▶ SOURCE:
──────────────────────────────

XviD has more problems of keeping the bitrate – at the lower end of the bitrate range, it used up to 35% more bits than I told it to, but at the upper end, it used up to 8% less. Between 500 and 1400 kbps, the results were pretty precise, though. It seems like XviD has something like a favorite bitrate range, and everything outside that range is being pulled towards it.
Dirac consistently used a much higher bitrate than configured, from 50% at 250 kbps (making that 375 kbps) to 9% at 2000 kbps (2083 kbps).
Objective quality
Now here’s the most important set of results from the test: The SSIM-over-bitrate graph.
This graph holds some surprises indeed. Let’s analyze it bit for bit:
- x264 High Profile and x264 Main Profile expectedly deliver the best quality by a wide margin. The difference between the two profiles is really small: High Profile is consistently a bit better, but it’s really just a tiny bit. High Profile is expected to have a more significant impact for higher-definition material, but that’s up to another test.
- x264 Baseline Profile is the third place over (almost) the complete bitrate range, but the difference between Main Profile and Baseline Profile is already considerable.
- XviD quite surprisingly gets the fourth place: At lower bitrates, it’s clearly inferior to x264 Baseline Profile, but for high bitrates, it even manages to surpass it a tiny bit.
- Theora is disappointingly bad: It’s between x264 Baseline Profile and XviD for lower bitrates and for higher bitrates, it’s closer to MPEG-2 than to XviD and x264.
- MPEG-2 is said to be still a good performer for high bitrates, and my test confirms that. At low bitrates, on the other hand … well, it’s more than 15 years old, what could you expect? ;)
- Dirac clealy shows that it’s still in development and lacks proper rate control – the only bitrate where it’s anywhere close to being competitive is at the very lowest end of the bitrate range. For all sensible bitrates, it’s even worse than MPEG-2.

──────────────────────────────

▶ DATA PROVIDED:
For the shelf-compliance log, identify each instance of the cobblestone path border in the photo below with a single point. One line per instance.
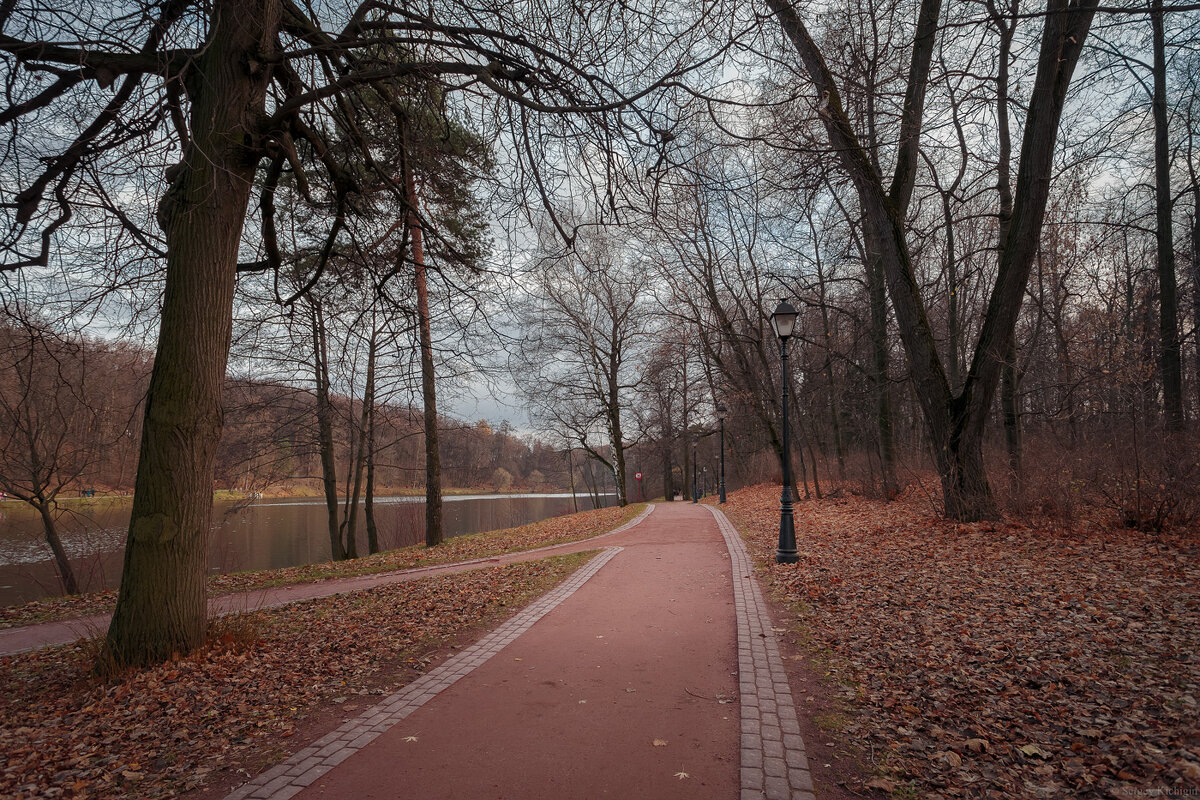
(47, 635)
(774, 763)
(309, 764)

──────────────────────────────

▶ PROBLEM: From the codec test text, copy the passage between "- x264 Baseline" and "you expect? ;)", inclusive, renaming "Theora" to "VP3" wherever it occurs. Use only the codec test text as your source, not the material.

▶ OUTPUT:
- x264 Baseline Profile is the third place over (almost) the complete bitrate range, but the difference between Main Profile and Baseline Profile is already considerable.
- XviD quite surprisingly gets the fourth place: At lower bitrates, it’s clearly inferior to x264 Baseline Profile, but for high bitrates, it even manages to surpass it a tiny bit.
- VP3 is disappointingly bad: It’s between x264 Baseline Profile and XviD for lower bitrates and for higher bitrates, it’s closer to MPEG-2 than to XviD and x264.
- MPEG-2 is said to be still a good performer for high bitrates, and my test confirms that. At low bitrates, on the other hand … well, it’s more than 15 years old, what could you expect? ;)